▸ **WORK INSTRUCTIONS**
Starting at the line that contains "does the glossy", restate each line word for word through the final line of the data, keeping both ends.

▸ **RECORDS PROVIDED**
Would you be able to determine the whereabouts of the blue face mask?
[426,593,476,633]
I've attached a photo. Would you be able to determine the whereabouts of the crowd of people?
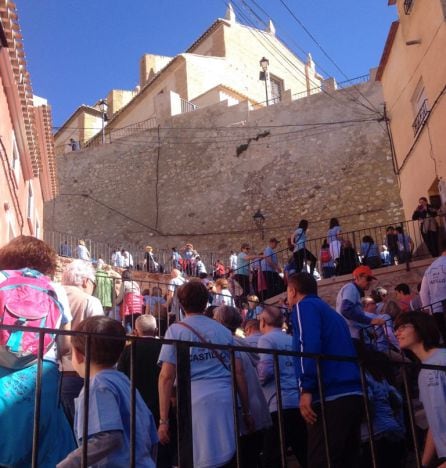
[59,197,444,290]
[0,193,446,468]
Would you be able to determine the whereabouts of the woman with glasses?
[336,265,385,340]
[116,270,144,333]
[395,312,446,468]
[292,219,317,275]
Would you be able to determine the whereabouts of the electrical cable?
[97,119,379,148]
[53,116,376,133]
[274,0,381,114]
[230,0,377,114]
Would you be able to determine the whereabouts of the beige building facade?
[45,74,404,254]
[377,0,446,219]
[0,0,57,246]
[55,6,323,154]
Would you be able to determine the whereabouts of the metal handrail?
[0,325,436,468]
[404,0,414,15]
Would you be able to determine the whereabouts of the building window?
[11,136,20,184]
[5,208,15,242]
[404,0,415,15]
[412,79,429,136]
[269,74,283,104]
[26,181,34,219]
[34,215,41,239]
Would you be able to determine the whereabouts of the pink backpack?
[0,268,63,369]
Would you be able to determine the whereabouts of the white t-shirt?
[212,289,235,307]
[420,255,446,312]
[76,244,90,261]
[159,315,235,468]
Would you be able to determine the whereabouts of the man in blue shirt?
[287,272,363,468]
[257,306,307,468]
[261,237,285,299]
[336,265,386,340]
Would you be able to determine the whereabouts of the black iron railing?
[0,325,440,468]
[44,211,443,286]
[404,0,414,15]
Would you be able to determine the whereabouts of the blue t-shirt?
[361,242,380,258]
[257,329,299,413]
[336,283,372,339]
[327,226,341,244]
[418,349,446,458]
[74,369,158,468]
[261,247,278,271]
[361,372,406,441]
[144,296,166,307]
[293,228,307,252]
[235,252,249,276]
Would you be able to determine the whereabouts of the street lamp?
[252,208,265,239]
[259,57,269,106]
[99,99,108,144]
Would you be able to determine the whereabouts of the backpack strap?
[177,322,229,370]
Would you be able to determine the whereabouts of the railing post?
[31,331,45,468]
[273,353,286,467]
[130,340,136,468]
[315,357,331,468]
[359,363,377,468]
[401,363,422,468]
[81,335,91,468]
[176,342,194,468]
[230,349,242,467]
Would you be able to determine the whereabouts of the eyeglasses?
[360,275,375,282]
[87,278,96,287]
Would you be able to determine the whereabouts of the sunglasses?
[361,276,375,282]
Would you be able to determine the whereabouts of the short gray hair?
[135,314,156,336]
[62,259,96,287]
[214,305,243,333]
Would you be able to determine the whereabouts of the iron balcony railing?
[180,98,198,114]
[55,117,158,156]
[0,318,440,468]
[412,99,430,136]
[404,0,414,15]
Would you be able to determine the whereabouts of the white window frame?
[34,212,42,239]
[5,209,16,242]
[11,133,20,186]
[26,180,34,221]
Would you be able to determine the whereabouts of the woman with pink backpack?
[0,236,75,466]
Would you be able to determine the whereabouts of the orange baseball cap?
[353,265,376,279]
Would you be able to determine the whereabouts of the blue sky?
[16,0,396,126]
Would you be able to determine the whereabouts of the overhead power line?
[235,0,380,114]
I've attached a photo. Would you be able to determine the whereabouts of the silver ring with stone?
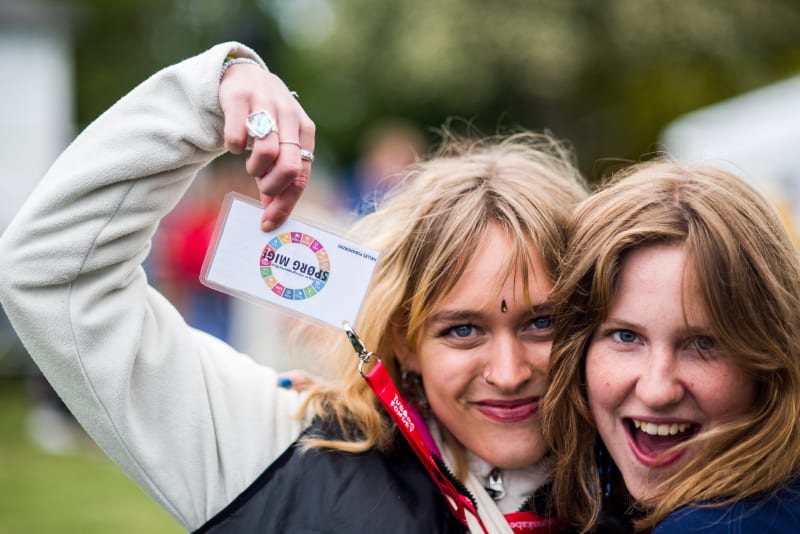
[247,111,278,139]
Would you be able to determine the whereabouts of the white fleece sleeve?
[0,43,301,530]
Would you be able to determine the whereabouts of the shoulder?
[198,418,464,534]
[654,482,800,534]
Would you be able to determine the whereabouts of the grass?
[0,378,184,534]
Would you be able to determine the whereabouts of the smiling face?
[586,245,756,499]
[396,227,553,469]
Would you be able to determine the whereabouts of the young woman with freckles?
[542,161,800,533]
[0,37,585,534]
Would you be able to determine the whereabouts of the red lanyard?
[344,323,558,534]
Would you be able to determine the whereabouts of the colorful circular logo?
[260,232,331,300]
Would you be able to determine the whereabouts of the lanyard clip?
[342,321,378,376]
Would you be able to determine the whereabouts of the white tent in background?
[661,76,800,242]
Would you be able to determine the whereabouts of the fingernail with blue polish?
[278,377,292,389]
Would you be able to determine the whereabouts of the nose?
[484,334,549,392]
[636,346,686,410]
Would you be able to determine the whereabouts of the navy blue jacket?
[197,420,466,534]
[653,482,800,534]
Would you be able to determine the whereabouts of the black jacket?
[197,420,466,534]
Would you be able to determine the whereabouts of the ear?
[389,325,420,373]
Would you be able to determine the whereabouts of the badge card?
[200,193,378,328]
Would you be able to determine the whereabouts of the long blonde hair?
[542,161,800,530]
[306,133,586,478]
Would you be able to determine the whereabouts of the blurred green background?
[0,0,800,534]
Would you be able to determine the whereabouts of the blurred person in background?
[0,38,585,533]
[344,118,427,217]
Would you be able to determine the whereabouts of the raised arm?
[0,43,314,530]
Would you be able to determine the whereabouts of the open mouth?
[625,418,700,465]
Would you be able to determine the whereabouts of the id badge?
[200,193,378,328]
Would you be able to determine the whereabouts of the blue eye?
[531,315,553,330]
[611,330,637,343]
[450,324,474,337]
[694,336,716,352]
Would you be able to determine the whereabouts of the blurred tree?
[72,0,800,181]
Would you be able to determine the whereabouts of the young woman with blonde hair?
[0,43,585,533]
[542,161,800,533]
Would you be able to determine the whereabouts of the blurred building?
[661,76,800,244]
[0,0,77,372]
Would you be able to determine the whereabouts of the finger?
[245,132,288,179]
[260,173,308,232]
[300,112,316,172]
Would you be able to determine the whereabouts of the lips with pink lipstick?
[624,418,699,467]
[474,397,539,423]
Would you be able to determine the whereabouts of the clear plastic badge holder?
[200,193,378,328]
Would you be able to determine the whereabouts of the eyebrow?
[597,317,714,337]
[427,301,555,324]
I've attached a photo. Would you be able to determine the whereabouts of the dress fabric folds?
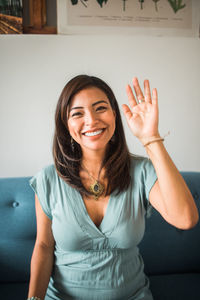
[30,156,157,300]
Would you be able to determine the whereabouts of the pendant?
[90,180,104,200]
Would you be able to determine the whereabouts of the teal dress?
[30,157,157,300]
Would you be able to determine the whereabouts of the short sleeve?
[29,169,52,220]
[142,158,157,217]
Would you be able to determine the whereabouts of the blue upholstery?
[0,172,200,300]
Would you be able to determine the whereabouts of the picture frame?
[0,0,23,34]
[57,0,200,37]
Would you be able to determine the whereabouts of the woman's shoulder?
[31,164,57,181]
[131,154,152,175]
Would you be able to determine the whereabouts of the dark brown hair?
[53,75,130,195]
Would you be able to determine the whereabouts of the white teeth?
[85,129,103,136]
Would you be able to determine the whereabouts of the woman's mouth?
[84,129,104,136]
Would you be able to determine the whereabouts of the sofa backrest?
[0,177,36,282]
[0,172,200,282]
[139,172,200,275]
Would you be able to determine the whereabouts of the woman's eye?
[71,112,82,117]
[96,106,107,111]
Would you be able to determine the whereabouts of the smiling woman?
[29,75,198,300]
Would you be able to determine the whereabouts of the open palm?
[123,78,159,142]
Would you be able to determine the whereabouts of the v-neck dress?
[30,156,157,300]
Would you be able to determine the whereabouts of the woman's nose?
[85,112,97,125]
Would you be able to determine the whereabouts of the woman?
[29,75,198,300]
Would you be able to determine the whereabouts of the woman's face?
[68,87,115,154]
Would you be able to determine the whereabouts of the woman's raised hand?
[122,77,160,144]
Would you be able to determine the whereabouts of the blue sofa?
[0,172,200,300]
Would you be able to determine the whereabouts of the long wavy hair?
[53,75,130,195]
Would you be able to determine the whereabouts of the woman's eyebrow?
[92,100,108,106]
[69,100,108,111]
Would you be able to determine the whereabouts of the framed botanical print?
[0,0,23,34]
[57,0,200,37]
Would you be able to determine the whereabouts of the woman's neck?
[82,151,105,178]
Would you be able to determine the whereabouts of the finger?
[133,77,144,101]
[152,88,158,107]
[122,104,138,123]
[122,104,133,120]
[126,84,137,108]
[144,79,151,103]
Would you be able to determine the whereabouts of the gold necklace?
[82,166,105,200]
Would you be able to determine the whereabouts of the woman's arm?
[28,196,54,300]
[123,78,199,229]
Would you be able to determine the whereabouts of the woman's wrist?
[140,134,164,147]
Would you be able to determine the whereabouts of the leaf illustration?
[97,0,108,7]
[168,0,186,14]
[71,0,88,7]
[153,0,159,11]
[138,0,144,9]
[71,0,78,5]
[122,0,127,11]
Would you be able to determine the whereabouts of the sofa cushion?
[139,172,200,275]
[149,273,200,300]
[0,177,36,282]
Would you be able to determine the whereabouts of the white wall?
[0,35,200,177]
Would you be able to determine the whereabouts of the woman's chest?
[83,196,110,227]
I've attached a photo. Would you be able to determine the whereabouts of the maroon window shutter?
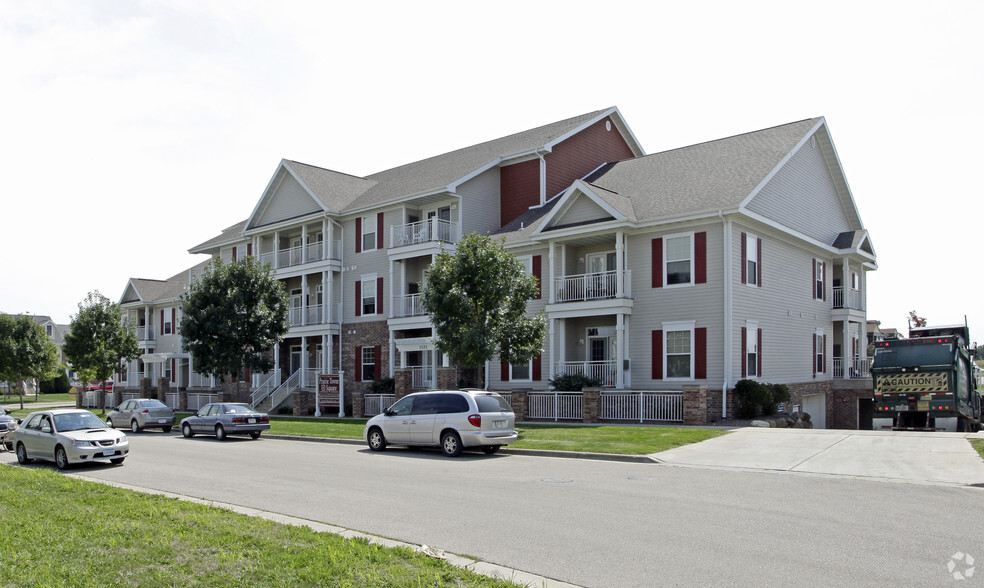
[810,333,817,377]
[755,328,762,378]
[694,231,707,284]
[376,212,383,249]
[741,233,748,284]
[352,344,362,382]
[694,327,707,380]
[653,237,663,288]
[652,330,663,380]
[741,327,748,379]
[372,345,383,380]
[355,216,362,253]
[810,259,817,298]
[376,278,383,314]
[755,239,762,288]
[823,261,827,300]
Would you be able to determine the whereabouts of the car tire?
[55,445,69,470]
[367,427,386,451]
[17,443,31,465]
[441,431,461,457]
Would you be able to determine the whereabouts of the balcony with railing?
[390,216,461,247]
[554,270,632,303]
[554,360,615,387]
[834,357,872,380]
[393,294,427,318]
[833,287,864,310]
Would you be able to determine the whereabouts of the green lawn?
[0,466,514,587]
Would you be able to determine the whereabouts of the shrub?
[550,374,601,392]
[369,378,396,394]
[39,372,72,394]
[735,380,790,419]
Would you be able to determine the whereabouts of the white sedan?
[14,408,130,470]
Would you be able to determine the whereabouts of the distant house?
[121,108,877,428]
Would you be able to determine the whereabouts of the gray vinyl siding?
[342,209,394,322]
[253,172,321,226]
[627,223,724,390]
[452,168,499,235]
[748,131,858,243]
[731,223,834,385]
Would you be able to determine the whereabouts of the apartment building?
[115,108,877,428]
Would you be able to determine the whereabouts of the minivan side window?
[475,396,512,412]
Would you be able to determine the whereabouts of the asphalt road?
[0,432,984,586]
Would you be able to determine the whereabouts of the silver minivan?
[363,390,519,457]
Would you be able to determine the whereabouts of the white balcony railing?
[554,270,632,302]
[834,357,872,380]
[393,294,427,318]
[390,217,461,247]
[554,360,615,386]
[833,288,864,310]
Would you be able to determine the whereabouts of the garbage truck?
[871,325,981,432]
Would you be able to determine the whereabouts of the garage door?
[803,394,827,429]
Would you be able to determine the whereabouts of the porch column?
[271,231,280,269]
[615,312,625,390]
[301,335,308,388]
[547,241,557,304]
[615,231,625,298]
[301,274,310,326]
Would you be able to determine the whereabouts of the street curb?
[263,434,663,463]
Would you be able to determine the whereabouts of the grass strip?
[0,466,515,587]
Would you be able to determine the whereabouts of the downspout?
[718,210,733,419]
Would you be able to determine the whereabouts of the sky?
[0,0,984,342]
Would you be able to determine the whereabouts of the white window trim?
[359,274,379,316]
[813,329,827,374]
[509,359,533,382]
[359,215,379,253]
[742,233,759,288]
[742,321,762,380]
[662,231,694,290]
[662,321,697,382]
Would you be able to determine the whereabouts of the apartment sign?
[318,374,340,408]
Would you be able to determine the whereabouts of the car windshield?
[224,404,254,414]
[55,412,106,433]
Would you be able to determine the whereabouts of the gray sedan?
[181,402,270,441]
[106,398,174,433]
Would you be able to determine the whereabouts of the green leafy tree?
[180,256,290,381]
[0,315,58,408]
[422,234,546,386]
[62,291,140,411]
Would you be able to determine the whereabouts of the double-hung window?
[664,233,694,286]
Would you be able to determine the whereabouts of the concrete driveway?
[653,427,984,486]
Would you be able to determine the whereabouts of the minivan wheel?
[441,431,461,457]
[369,427,386,451]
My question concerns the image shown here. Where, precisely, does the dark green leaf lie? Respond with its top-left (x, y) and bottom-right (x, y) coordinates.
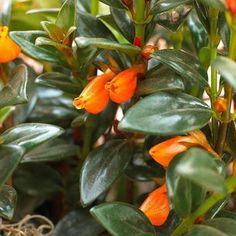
top-left (90, 202), bottom-right (156, 236)
top-left (0, 185), bottom-right (17, 220)
top-left (151, 0), bottom-right (192, 14)
top-left (152, 49), bottom-right (208, 87)
top-left (176, 148), bottom-right (227, 192)
top-left (21, 139), bottom-right (79, 163)
top-left (53, 209), bottom-right (104, 236)
top-left (204, 217), bottom-right (236, 236)
top-left (0, 65), bottom-right (28, 108)
top-left (119, 92), bottom-right (212, 135)
top-left (10, 31), bottom-right (67, 66)
top-left (0, 123), bottom-right (63, 151)
top-left (75, 37), bottom-right (140, 56)
top-left (13, 163), bottom-right (62, 196)
top-left (212, 56), bottom-right (236, 89)
top-left (80, 140), bottom-right (132, 205)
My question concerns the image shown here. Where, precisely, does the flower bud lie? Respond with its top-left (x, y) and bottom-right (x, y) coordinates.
top-left (73, 70), bottom-right (115, 114)
top-left (0, 26), bottom-right (21, 63)
top-left (140, 184), bottom-right (170, 226)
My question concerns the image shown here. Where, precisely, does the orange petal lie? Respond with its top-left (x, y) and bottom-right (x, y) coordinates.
top-left (0, 26), bottom-right (21, 63)
top-left (73, 70), bottom-right (114, 114)
top-left (140, 184), bottom-right (170, 226)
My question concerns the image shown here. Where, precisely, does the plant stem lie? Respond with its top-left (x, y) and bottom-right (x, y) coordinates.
top-left (217, 24), bottom-right (236, 155)
top-left (209, 8), bottom-right (219, 146)
top-left (135, 0), bottom-right (146, 46)
top-left (91, 0), bottom-right (99, 16)
top-left (171, 176), bottom-right (236, 236)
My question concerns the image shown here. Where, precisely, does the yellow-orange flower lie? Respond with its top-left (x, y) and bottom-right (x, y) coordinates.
top-left (73, 70), bottom-right (115, 114)
top-left (140, 184), bottom-right (170, 226)
top-left (149, 130), bottom-right (218, 168)
top-left (0, 26), bottom-right (21, 63)
top-left (105, 65), bottom-right (143, 104)
top-left (226, 0), bottom-right (236, 15)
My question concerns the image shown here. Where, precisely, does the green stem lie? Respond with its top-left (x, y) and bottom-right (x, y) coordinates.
top-left (91, 0), bottom-right (99, 16)
top-left (209, 8), bottom-right (219, 146)
top-left (217, 24), bottom-right (236, 155)
top-left (135, 0), bottom-right (146, 46)
top-left (171, 176), bottom-right (236, 236)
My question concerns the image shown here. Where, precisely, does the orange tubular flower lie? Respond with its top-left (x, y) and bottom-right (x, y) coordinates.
top-left (105, 65), bottom-right (143, 104)
top-left (73, 70), bottom-right (115, 114)
top-left (226, 0), bottom-right (236, 15)
top-left (140, 184), bottom-right (170, 226)
top-left (0, 26), bottom-right (21, 63)
top-left (149, 130), bottom-right (218, 168)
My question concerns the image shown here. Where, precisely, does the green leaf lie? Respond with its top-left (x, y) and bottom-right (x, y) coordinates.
top-left (0, 107), bottom-right (15, 126)
top-left (100, 0), bottom-right (126, 9)
top-left (0, 145), bottom-right (25, 186)
top-left (80, 140), bottom-right (132, 206)
top-left (152, 49), bottom-right (208, 87)
top-left (151, 0), bottom-right (192, 14)
top-left (176, 148), bottom-right (227, 193)
top-left (35, 72), bottom-right (82, 96)
top-left (0, 185), bottom-right (17, 220)
top-left (0, 65), bottom-right (28, 108)
top-left (0, 123), bottom-right (63, 151)
top-left (197, 0), bottom-right (226, 11)
top-left (21, 139), bottom-right (79, 163)
top-left (53, 209), bottom-right (104, 236)
top-left (75, 37), bottom-right (140, 56)
top-left (204, 217), bottom-right (236, 236)
top-left (90, 202), bottom-right (156, 236)
top-left (212, 56), bottom-right (236, 89)
top-left (55, 0), bottom-right (75, 34)
top-left (185, 225), bottom-right (228, 236)
top-left (119, 92), bottom-right (212, 135)
top-left (13, 163), bottom-right (63, 197)
top-left (0, 0), bottom-right (12, 25)
top-left (10, 31), bottom-right (67, 66)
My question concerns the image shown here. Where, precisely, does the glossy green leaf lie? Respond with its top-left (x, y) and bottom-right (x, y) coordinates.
top-left (212, 56), bottom-right (236, 89)
top-left (0, 107), bottom-right (15, 126)
top-left (80, 140), bottom-right (132, 206)
top-left (90, 202), bottom-right (156, 236)
top-left (100, 0), bottom-right (125, 9)
top-left (0, 145), bottom-right (25, 186)
top-left (99, 15), bottom-right (129, 44)
top-left (10, 31), bottom-right (67, 66)
top-left (119, 92), bottom-right (212, 135)
top-left (0, 65), bottom-right (28, 108)
top-left (151, 0), bottom-right (192, 14)
top-left (185, 225), bottom-right (228, 236)
top-left (152, 49), bottom-right (208, 87)
top-left (53, 209), bottom-right (104, 236)
top-left (204, 217), bottom-right (236, 236)
top-left (136, 75), bottom-right (184, 95)
top-left (35, 72), bottom-right (82, 95)
top-left (21, 139), bottom-right (79, 163)
top-left (55, 0), bottom-right (75, 34)
top-left (0, 0), bottom-right (12, 25)
top-left (197, 0), bottom-right (226, 11)
top-left (75, 37), bottom-right (140, 56)
top-left (13, 163), bottom-right (63, 196)
top-left (176, 148), bottom-right (227, 193)
top-left (0, 185), bottom-right (17, 220)
top-left (0, 123), bottom-right (63, 151)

▸ **ANSWER**
My question concerns the image shown here. Where, precisely, does the glossy green leaf lie? Respond with its top-left (x, y) and bottom-right (x, y) coordinates.
top-left (212, 56), bottom-right (236, 89)
top-left (0, 107), bottom-right (15, 126)
top-left (80, 140), bottom-right (132, 206)
top-left (90, 202), bottom-right (156, 236)
top-left (100, 0), bottom-right (125, 9)
top-left (0, 145), bottom-right (25, 186)
top-left (99, 15), bottom-right (129, 44)
top-left (10, 31), bottom-right (67, 66)
top-left (119, 92), bottom-right (212, 135)
top-left (0, 65), bottom-right (28, 108)
top-left (151, 0), bottom-right (192, 14)
top-left (185, 225), bottom-right (228, 236)
top-left (152, 49), bottom-right (208, 87)
top-left (53, 209), bottom-right (104, 236)
top-left (204, 217), bottom-right (236, 236)
top-left (136, 75), bottom-right (184, 95)
top-left (35, 72), bottom-right (82, 95)
top-left (21, 139), bottom-right (79, 163)
top-left (55, 0), bottom-right (75, 34)
top-left (0, 0), bottom-right (12, 25)
top-left (197, 0), bottom-right (226, 11)
top-left (75, 37), bottom-right (140, 56)
top-left (13, 163), bottom-right (63, 196)
top-left (176, 148), bottom-right (227, 193)
top-left (0, 185), bottom-right (17, 220)
top-left (0, 123), bottom-right (63, 151)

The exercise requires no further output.